PASSAGE GIVEN start
Let $L:(0,\infty)\rightarrow\mathbb{R}$ be defined by $$L(x)=\int_1^x\frac1t dt, \qquad x>0$$

a) Prove: $L$ strictly increasing and differentiable on $(0,\infty)$.

b) Show that $L(2)>0$

c) Prove that $L(xy)=L(x)+L(y),\quad x,y>0$

d) Show that for $n\in \mathbb{Z}$, $L(2^n)=nL(2)$

e) Prove that $L(x)$ is both injective and surjective.

Now, a and b are simple enough (I'll still include them) but starting from c I'm having some serious trouble. It'd be easy to note that $L(x)$ is the logarithmic function, so all these things hold, but since we haven't discussed logarithms in class, I suppose this exercise is built to derive some of its properties.

My work:

a) Note how $\frac 1t$ is continuous on $(0,\infty)$; it follow immediately that $L(x)$ is differentiable and $L'(x)=1/x$. Note also how $1/x>0$ for all $x>0$. Because of this, $L(x)$ is strictly increasing.

b) Consider $L(1)=\int_1^1\frac1t dt=0$. (Fundamental theorem of calculus) Since $L(x)$ is strictly increasing, $L(2)>L(1)=0$.

c) No significant results, as I don't want to use the logarithm for this.
PASSAGE GIVEN end
DATASET CONTENT start
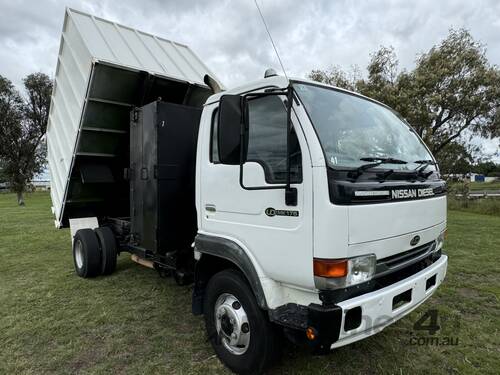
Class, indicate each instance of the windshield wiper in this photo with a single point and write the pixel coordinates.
DATASET CONTENT end
DATASET CONTENT start
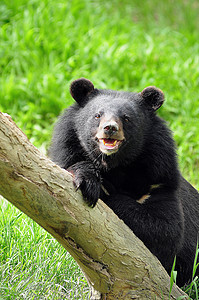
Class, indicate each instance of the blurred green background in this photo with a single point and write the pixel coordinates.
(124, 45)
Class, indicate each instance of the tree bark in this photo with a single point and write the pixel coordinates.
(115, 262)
DATASET CONTENT end
*INSTRUCTIONS FOR THE TASK*.
Transcribe the portion of the passage on the function L that lies between "c) Prove that" and "of its properties.", inclusive. The listing comes from a separate source unrelated to the passage on the function L.

*OUTPUT FOR THIS TASK*.
c) Prove that $L(xy)=L(x)+L(y),\quad x,y>0$

d) Show that for $n\in \mathbb{Z}$, $L(2^n)=nL(2)$

e) Prove that $L(x)$ is both injective and surjective.

Now, a and b are simple enough (I'll still include them) but starting from c I'm having some serious trouble. It'd be easy to note that $L(x)$ is the logarithmic function, so all these things hold, but since we haven't discussed logarithms in class, I suppose this exercise is built to derive some of its properties.